Deep Dive into Rust: Building DedCore, a High-Performance Deduplication Tool

Jun 25, 2025 · 9 min · Rust , Performance , Systems Programming , CLI Tools

Deep Dive into Rust: Building DedCore, a High-Performance Deduplication Tool

Introduction

June 2025 was my “Rust deep dive” month. After months of contributing to Rust projects and reading about the language, I committed to building something substantial: DedCore, a smart file deduplication tool. This post chronicles the journey of building a production-ready CLI tool in Rust, covering everything from project structure to performance optimization.

Why DedCore?

The Problem

Modern storage is cheap, but that doesn’t mean we should waste it. I had:

500GB+ of duplicate photos across backup drives
Multiple downloads of the same files
Old project directories with copied dependencies
No easy way to identify what was actually duplicate

Existing tools were either:

Too slow (scanning takes hours)
Too simple (just compare file sizes)
Too dangerous (auto-delete without verification)
Not flexible (limited hash algorithms)

The Solution: DedCore

A high-performance CLI tool that:

Scans directories in parallel
Uses multiple hashing algorithms (blake3, xxhash, sha256)
Filters intelligently (by size, extension, age)

EXTRACTED MATERIAL =

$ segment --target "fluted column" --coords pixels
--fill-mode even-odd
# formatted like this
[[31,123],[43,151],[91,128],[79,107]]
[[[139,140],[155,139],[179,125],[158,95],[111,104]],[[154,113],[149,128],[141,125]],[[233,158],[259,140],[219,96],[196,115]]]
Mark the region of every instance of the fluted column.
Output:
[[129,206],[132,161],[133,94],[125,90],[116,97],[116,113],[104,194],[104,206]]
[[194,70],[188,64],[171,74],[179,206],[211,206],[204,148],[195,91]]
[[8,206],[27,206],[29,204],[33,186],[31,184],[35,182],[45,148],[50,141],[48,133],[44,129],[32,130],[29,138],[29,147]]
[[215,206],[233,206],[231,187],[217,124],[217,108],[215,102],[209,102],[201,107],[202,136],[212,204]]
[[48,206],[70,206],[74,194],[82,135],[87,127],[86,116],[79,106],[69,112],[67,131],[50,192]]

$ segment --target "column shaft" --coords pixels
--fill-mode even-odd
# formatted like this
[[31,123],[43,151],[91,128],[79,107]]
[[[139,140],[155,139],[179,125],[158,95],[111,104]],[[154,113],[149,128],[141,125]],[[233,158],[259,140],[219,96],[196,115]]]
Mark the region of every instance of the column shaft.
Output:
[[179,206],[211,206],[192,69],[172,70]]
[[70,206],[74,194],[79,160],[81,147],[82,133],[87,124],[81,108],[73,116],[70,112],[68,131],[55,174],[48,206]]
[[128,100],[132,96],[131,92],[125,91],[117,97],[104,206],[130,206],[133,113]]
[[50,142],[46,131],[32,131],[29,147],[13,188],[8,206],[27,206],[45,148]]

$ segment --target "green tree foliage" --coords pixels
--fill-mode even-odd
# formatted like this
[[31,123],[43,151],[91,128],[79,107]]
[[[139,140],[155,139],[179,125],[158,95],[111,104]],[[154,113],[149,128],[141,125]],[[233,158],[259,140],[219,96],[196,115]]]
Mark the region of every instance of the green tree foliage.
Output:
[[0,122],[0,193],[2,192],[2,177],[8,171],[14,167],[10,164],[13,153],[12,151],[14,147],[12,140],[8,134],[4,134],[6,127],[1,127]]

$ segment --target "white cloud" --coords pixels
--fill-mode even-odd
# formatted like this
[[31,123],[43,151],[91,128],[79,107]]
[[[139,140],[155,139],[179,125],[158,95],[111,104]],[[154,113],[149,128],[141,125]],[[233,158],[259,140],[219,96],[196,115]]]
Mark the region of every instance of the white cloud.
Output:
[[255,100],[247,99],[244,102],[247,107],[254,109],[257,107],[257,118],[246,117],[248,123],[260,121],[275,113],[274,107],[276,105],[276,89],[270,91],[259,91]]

TO DO =
1. Update the DedCore post, giving it again from "The Solution: DedCore" up to and including "size, extension, age)", with "in parallel" replaced by "concurrently".
2. According to the DedCore post, which hashing algorithms does DedCore use?

ANSWERS GIVEN =
1.
The Solution: DedCore

A high-performance CLI tool that:

Scans directories concurrently
Uses multiple hashing algorithms (blake3, xxhash, sha256)
Filters intelligently (by size, extension, age)

2. blake3, xxhash, and sha256